Exercise brief:
Extract all records. Keep each one exact.
— START Supplied material —
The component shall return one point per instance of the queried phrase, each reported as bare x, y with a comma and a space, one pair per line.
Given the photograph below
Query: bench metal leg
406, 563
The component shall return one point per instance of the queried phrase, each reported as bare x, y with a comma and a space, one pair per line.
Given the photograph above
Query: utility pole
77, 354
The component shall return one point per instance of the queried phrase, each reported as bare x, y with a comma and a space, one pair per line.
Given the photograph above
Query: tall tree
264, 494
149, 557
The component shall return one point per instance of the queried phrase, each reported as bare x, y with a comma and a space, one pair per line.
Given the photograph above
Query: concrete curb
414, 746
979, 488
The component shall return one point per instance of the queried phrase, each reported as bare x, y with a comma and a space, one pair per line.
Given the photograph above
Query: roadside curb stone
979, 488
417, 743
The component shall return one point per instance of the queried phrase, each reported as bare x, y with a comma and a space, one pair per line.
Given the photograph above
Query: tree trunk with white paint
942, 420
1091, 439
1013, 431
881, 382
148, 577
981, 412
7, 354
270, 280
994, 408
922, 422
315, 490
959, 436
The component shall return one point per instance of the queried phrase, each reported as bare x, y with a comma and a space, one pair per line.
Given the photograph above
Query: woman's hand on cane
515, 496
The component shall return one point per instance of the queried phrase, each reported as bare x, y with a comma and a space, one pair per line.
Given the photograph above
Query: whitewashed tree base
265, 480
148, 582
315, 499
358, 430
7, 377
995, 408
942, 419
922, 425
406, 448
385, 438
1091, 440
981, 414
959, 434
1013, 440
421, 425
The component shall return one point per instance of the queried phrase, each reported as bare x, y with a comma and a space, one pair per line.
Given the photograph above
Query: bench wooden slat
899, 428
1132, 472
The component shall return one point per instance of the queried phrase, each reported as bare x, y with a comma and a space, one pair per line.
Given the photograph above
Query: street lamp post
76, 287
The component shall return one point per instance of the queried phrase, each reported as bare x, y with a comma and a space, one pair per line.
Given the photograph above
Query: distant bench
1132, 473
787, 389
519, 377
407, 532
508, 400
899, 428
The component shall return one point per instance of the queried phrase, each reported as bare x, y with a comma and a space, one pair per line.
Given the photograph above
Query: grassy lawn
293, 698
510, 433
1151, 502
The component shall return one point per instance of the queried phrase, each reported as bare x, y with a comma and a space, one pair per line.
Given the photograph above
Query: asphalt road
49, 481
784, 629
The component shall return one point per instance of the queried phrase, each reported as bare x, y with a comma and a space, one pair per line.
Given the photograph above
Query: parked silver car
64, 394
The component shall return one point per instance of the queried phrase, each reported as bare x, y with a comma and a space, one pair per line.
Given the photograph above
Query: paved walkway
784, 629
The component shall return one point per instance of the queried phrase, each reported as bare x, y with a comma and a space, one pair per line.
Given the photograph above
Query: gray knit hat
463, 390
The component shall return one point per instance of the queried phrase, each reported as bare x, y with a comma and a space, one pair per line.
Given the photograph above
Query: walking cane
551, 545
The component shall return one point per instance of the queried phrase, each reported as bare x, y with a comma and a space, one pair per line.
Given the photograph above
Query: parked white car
— END Supplied material —
Result for this task:
The component shall return one point per instance of the queried phrase, each reported as bare x, y with a comma and a space, one pair per line.
Given the photograph below
Query: bench metal leg
406, 563
The component shall return one point per instance of the queried phrase, each reported as bare x, y with a comma and a space, one pair per line.
Given the photograph above
Query: utility pole
77, 354
The component shall return one point per instance of the queried phrase, each reported as bare x, y with a comma and a space, one pair per line.
Given the photograph above
Query: tall tree
264, 494
149, 557
The component shall return one point per instance of the queried phrase, each reported as bare x, y with a comma and a space, one pair per line.
Given the photograph above
Query: concrete curb
414, 746
979, 488
The component shall return one point per instance of the queried phrase, each reported as bare x, y with a comma and a space, one pair per line.
Given the photograph above
Query: roadside curb stone
979, 488
417, 743
The component shall return one point per instance of the queried phrase, each reported as bare x, y with a comma and a space, one pair per line.
Given the photograph above
Query: tree trunk with white paint
942, 420
1091, 439
1013, 431
881, 382
148, 577
981, 412
7, 354
270, 280
994, 408
922, 422
315, 490
959, 436
The component shall return one point per instance of the queried phrase, each reported as bare x, y with a comma and a space, one pair per line.
Given the photograph above
Query: woman's hand on cane
515, 496
The component shall return one point per instance of the queried phrase, each reported as bare x, y with a comma and a space, one pair per line.
Given the photograph above
Query: whitewashed tree base
265, 480
148, 582
315, 499
358, 430
7, 377
995, 408
942, 419
922, 425
406, 448
385, 438
1091, 440
981, 414
959, 434
1013, 440
421, 425
The component shall return one point per instance of the queried phrase, each reported as bare x, y with a comma and a space, one pair per line.
Given the photograph above
Query: bench wooden slat
899, 428
1132, 472
The component shall return one point per instance of the queried phrase, each reported as bare x, y with a comma and a space, one pair per line.
Given the photograph above
Query: street lamp post
76, 287
The component shall return one point per instance of the queried phrase, each reported as bare x, y with a comma and a space, one pair per line.
Given the photograph above
Query: distant bench
1132, 473
787, 389
519, 377
407, 532
508, 400
899, 428
The component shall return one point per instance of the queried phrase, each reported as bare x, y with a comma and a space, one pair per line.
Given the photograph above
Query: grassy lawn
293, 698
510, 433
1151, 502
The component shall return one point per instance of the queried phrase, each reported as bare x, y with a comma and a space, one pair per line.
Given the photograph above
Query: asphalt road
49, 481
784, 629
The component shall return one point per instance of the queried phrase, each reported as bare x, y with a comma and a space, one pair per line.
Given the photograph above
Query: parked silver car
64, 394
The component shall return one point per instance of the queried phrase, each reported as bare x, y with a comma and a space, one pair per line.
Given the photograph above
Query: paved walkway
784, 629
The component shall return one point per instance of the queried phrase, each reported as bare x, y with a comma and a space, one pair per line.
Given the photograph above
Query: gray knit hat
463, 390
The component shall return one point per instance of the queried phrase, each reported as bare x, y with a comma and a space, one pair per line.
Given the photograph above
Query: walking cane
551, 545
The component shall return one point per instance of the queried phrase, each reported as bare x, y with a comma and a space, one pair per line.
Given the photograph above
Query: parked white car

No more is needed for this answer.